/---

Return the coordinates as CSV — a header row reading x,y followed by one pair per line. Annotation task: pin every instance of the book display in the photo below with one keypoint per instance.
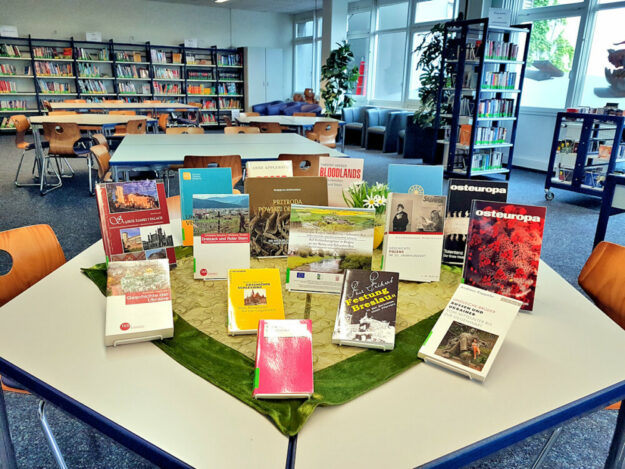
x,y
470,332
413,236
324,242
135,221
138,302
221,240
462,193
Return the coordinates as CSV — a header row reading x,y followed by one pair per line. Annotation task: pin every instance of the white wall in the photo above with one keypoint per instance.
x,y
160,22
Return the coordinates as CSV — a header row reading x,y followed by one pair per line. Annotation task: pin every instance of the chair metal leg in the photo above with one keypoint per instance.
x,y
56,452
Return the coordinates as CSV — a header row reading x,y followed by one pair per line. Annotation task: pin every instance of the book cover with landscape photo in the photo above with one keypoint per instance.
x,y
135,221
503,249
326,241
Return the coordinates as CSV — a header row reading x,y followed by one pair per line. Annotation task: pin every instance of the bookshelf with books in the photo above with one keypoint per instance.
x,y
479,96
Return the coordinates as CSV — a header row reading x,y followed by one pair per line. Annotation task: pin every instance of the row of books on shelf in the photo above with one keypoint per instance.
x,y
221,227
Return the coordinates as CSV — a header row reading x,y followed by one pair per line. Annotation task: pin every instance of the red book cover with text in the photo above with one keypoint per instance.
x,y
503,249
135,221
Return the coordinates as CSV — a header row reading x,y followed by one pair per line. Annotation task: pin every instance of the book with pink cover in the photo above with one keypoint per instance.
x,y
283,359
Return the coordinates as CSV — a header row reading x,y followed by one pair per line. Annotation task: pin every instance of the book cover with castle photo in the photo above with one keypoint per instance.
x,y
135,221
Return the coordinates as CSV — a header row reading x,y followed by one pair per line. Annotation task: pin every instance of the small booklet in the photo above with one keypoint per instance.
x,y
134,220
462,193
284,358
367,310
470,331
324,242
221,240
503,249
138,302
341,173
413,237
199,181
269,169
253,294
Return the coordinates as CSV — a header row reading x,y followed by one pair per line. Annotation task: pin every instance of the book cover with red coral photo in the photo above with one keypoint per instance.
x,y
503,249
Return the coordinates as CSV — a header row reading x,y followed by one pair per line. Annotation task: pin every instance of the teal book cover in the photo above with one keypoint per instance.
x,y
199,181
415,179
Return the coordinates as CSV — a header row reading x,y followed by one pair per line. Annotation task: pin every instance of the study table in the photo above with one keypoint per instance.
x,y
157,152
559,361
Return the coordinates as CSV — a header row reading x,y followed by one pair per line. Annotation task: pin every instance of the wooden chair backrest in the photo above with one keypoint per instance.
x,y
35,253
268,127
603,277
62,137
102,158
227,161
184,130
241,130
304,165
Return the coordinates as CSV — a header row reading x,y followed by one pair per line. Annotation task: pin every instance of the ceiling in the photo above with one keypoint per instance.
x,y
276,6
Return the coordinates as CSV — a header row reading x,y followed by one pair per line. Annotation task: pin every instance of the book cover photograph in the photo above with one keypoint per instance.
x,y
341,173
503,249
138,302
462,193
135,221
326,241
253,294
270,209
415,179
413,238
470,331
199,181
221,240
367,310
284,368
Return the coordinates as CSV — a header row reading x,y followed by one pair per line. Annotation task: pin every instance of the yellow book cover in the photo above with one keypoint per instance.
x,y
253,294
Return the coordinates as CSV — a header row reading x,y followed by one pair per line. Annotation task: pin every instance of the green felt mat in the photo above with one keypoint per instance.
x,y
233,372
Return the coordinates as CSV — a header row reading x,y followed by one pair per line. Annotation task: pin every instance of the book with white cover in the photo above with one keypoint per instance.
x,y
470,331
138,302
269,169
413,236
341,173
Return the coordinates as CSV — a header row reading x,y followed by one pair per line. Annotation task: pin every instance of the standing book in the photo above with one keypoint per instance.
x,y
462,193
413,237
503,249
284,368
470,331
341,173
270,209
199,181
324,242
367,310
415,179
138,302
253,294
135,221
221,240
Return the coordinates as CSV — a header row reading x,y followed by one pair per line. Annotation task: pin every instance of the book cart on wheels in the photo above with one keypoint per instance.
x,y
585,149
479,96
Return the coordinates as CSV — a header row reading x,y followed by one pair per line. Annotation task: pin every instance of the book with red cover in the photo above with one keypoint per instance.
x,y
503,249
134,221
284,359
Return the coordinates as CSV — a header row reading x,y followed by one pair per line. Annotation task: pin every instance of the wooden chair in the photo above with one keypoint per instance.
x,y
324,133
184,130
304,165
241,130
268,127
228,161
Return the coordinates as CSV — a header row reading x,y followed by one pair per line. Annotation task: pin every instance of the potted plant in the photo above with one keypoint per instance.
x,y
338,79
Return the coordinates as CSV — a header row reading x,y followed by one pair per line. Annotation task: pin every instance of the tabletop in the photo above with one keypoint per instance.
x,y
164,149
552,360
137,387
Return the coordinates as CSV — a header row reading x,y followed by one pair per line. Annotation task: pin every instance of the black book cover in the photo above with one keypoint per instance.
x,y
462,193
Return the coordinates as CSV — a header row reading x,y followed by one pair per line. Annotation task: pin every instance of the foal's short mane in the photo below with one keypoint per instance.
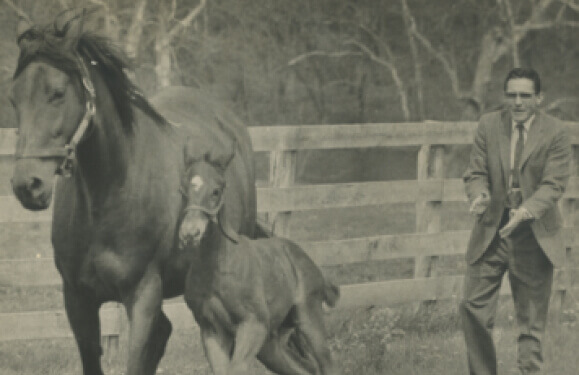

\---

:: WHAT NEEDS TO BE DONE ::
Word for word, restate all of the data, but do not copy the pictures.

:: ANSWER ::
Return the coordinates as CSV — a header row reading x,y followed by one pair per line. Annotation task: pin every instance of the book display in the photo below with one keypoint per instance.
x,y
470,332
413,236
324,242
135,221
138,302
221,240
462,193
Return the coordinates as CSV — a header row reading x,y followed by one pair per line. Annotation task: pin every instance of the white wall in the photo above with one keypoint per instance.
x,y
160,22
Return the coordinates as CSV — a header row reading x,y followed by one pair per line. Annotation task: pin every instance of the chair metal leg in the photo above with one keypoint per instance.
x,y
56,452
Return the coordinates as CSV — a header row reading x,y followed by one pair per line. Annotation task: pin every instance of the book cover with landscape photo in the photo above with one keypoint per instance.
x,y
135,221
503,249
326,241
Return the coordinates as CSV — a header row reading x,y followed by one pair per line. Annotation task: pin every instance of the bookshelf with books in the photo above with one keypoint per instance.
x,y
479,96
Return the coordinates as CSV — a header row reading x,y followed by one pair per line. Annotation task: pin every instance of the row of books on shelf in the photo above with one keypoint per instance.
x,y
221,227
Return the coordinates as CSV — a header row reading x,y followed by one pair per line. Annotation task: pin every instance of the red book cover with text in the photo above with one keypoint per instance.
x,y
503,249
135,221
Return the coordinates as CSV — a header row reading x,y followed by one pair per line. Annotation task: pin every instance of the book with pink cover in the photo above with one keypoint per instance.
x,y
283,359
Return the coordinates as CSV — a header row reading x,y followed by one pair per line. Annotation task: pin every instance of the book cover with castle photo in the photo above with one keypoint per instance.
x,y
135,221
Return the coordinates as CSV — a header row reading x,y followed by one pair per line. Annotation task: pin every instance of the small booklet in the photo above with one keypoint per instance.
x,y
134,220
462,193
284,358
367,310
470,331
324,242
221,240
503,249
138,302
341,173
413,237
199,181
269,169
253,294
Return the coordinates as CSV — a header row reading x,y followed by one pair per line. Annotation task: pin every instance of the book cover with red coral photo in the photo above with one keypoint per instance.
x,y
503,249
Return the coordinates as CSV — a header row reading x,y followed by one pair per line. Annotation task: pin every instance of the teal book cover in the photo above with one keypoint per instance.
x,y
199,181
415,179
Return the coordinates as CSV — a header row reading x,y followed by one pair per line. Annotation task: pin every instance of the study table in the photo above with one keypoint per instance.
x,y
157,152
559,361
Return the coordinates as CSV — a header row reading x,y followed by one pair per line. Annotation task: pin every instance of the wooden chair backrest in the photo above with one keypoint per instance.
x,y
35,253
268,127
603,277
62,137
102,158
227,161
184,130
241,130
304,165
Return the coordinates as CSV — a header row reading x,y followed by one pair per line. Annotation task: pin every instance of the ceiling in the photo above with one keypoint per instance.
x,y
276,6
Return the coordinates as CSV — a header row reading x,y followed by one pair per line. Annotation task: pin every instance of the book cover photograph in the photo above with one keypoint per instance.
x,y
341,173
503,249
138,302
462,193
135,221
326,241
253,294
270,209
415,179
413,238
470,331
199,181
221,240
367,310
284,368
Return the coordinates as CSV — a header row reading x,y followed by one pair per line. Annotation task: pin every instance of the yellow book cover in the photo above with one keypoint per instance.
x,y
253,294
Return the coordinates as CSV — a header row reading x,y followed by one pair per line. Annotation task: pin every instance of the green felt mat in the photo above with one keypoint per instance.
x,y
233,372
Return the coordinates as CSV — a header row reading x,y followed by one pair per line. Annotation task: pin every instance of the book with white cover in the photo above with one keypoint per instance.
x,y
470,331
138,302
269,169
413,236
341,173
Return the coordinates as CSV — a header row reading x,y followed by one pair per line. Annotation task: pin every instance of the standing book in the photo above with one keypoint per instance.
x,y
462,193
413,237
503,249
284,368
470,331
341,173
270,209
199,181
324,242
367,310
415,179
138,302
253,294
135,221
221,240
Return the coordinates as CSV — a header row reading x,y followed by one pair per line. Annotation task: pin every instance of the book cart on wheels in the photo above with one keypoint per instance.
x,y
585,149
479,96
Return the coordinates as CSV — a header row reading x,y followed by one pair per line. Annotation task: pin every instance of the book with red cover in the photo above with one keypoint per instance.
x,y
503,249
134,221
284,359
Return the coordinates as CSV — a header row reading x,y followed by one pair per line. Annotation task: pin every instance of the wooden chair in the photo above with one keypoint per instance.
x,y
324,133
184,130
304,165
241,130
268,127
228,161
Return the coordinates as CSV — a header row reading x,y followed by one pair per line. Annotation task: pin every instance of the potted plant in the photo above with one keypoint per instance.
x,y
338,79
Return the coordinates as CSV — a header row reading x,y followed by one pair per line. Annotation task: pin every instance of the tabletop in the photo above with one keypoint per instance.
x,y
164,149
552,360
137,387
Return the coordinates as CSV — a header row reading x,y followed by one pair per line. Annotation task: pin every instance of the black book cover in the photo above with one keypoint per instance.
x,y
462,193
Return the coordinates as CSV — a header row reading x,y followed by one pair per line. Annotation task: pin every instance of the foal's short mane in the photo below with one keypoint per instance.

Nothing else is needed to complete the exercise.